Segment Start: GIVEN RECORDS

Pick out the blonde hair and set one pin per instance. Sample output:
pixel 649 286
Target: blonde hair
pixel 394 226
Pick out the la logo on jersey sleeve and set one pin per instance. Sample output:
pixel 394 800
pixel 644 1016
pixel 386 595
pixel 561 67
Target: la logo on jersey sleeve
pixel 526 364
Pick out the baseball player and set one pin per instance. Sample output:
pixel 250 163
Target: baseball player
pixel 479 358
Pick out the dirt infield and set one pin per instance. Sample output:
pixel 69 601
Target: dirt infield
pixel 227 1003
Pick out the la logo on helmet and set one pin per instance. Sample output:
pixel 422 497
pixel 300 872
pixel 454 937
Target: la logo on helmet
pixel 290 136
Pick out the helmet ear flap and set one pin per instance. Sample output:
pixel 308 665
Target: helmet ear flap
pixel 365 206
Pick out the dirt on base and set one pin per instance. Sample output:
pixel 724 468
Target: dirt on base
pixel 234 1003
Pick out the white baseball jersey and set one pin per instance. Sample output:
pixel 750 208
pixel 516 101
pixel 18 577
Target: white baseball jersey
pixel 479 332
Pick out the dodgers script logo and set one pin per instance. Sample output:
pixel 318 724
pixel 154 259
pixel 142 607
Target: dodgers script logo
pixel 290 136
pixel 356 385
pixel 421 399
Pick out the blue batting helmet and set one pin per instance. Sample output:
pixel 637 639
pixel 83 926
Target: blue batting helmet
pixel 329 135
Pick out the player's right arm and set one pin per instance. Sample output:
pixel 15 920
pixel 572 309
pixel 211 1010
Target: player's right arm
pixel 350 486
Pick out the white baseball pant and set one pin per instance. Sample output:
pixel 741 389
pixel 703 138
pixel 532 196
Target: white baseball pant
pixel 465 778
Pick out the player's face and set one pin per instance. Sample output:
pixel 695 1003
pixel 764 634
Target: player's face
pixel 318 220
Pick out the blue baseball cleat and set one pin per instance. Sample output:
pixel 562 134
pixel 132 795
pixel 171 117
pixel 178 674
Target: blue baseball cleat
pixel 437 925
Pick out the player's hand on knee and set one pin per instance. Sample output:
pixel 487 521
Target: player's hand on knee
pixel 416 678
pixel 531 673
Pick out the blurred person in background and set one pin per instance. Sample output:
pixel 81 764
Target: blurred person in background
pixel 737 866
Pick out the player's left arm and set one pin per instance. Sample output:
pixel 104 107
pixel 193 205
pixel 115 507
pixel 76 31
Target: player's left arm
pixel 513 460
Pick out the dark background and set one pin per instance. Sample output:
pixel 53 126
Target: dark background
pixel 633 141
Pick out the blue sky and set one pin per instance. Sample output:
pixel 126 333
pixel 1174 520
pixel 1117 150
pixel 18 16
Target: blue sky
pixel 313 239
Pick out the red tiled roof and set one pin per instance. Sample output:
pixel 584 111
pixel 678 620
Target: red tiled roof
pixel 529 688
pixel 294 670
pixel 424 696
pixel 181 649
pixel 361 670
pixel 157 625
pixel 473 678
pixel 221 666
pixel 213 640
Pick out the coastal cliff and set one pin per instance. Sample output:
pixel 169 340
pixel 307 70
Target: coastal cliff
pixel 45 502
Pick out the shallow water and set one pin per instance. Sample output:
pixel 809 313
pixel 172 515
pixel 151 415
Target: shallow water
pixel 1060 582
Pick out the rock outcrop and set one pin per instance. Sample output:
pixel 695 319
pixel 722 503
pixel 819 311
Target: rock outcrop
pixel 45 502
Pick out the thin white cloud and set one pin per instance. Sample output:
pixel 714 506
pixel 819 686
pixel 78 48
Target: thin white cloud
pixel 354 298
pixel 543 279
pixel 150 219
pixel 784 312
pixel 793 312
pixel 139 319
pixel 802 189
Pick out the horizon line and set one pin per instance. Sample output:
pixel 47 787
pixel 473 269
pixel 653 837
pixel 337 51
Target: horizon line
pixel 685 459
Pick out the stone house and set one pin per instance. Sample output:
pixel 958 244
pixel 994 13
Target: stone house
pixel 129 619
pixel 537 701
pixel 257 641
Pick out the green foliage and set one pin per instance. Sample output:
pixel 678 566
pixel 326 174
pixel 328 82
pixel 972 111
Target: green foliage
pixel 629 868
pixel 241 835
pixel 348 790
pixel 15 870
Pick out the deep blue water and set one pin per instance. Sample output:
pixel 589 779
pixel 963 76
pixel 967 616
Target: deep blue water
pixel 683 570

Segment End: GIVEN RECORDS

- TASK DESCRIPTION:
From the records above, print only the lines between the one holding "Target: player's right arm" and the one holding "Pick out the blurred", inclusive, exactly as they stand.

- WRITTEN ANSWER:
Target: player's right arm
pixel 350 486
Pick out the white baseball pant and set one pin per instance. Sample output:
pixel 741 389
pixel 703 138
pixel 532 196
Target: white baseball pant
pixel 465 778
Pick out the player's face and set one pin per instance. Sample output:
pixel 695 1003
pixel 764 634
Target: player's face
pixel 318 220
Pick out the blue baseball cleat and set one pin per instance. Sample output:
pixel 562 134
pixel 132 795
pixel 171 117
pixel 178 674
Target: blue baseball cleat
pixel 437 925
Pick out the player's hand on knee and set one pin per instance. Sample output:
pixel 487 521
Target: player's hand on knee
pixel 416 678
pixel 531 673
Pick out the blurred person in background and set one pin per instance. Sample output:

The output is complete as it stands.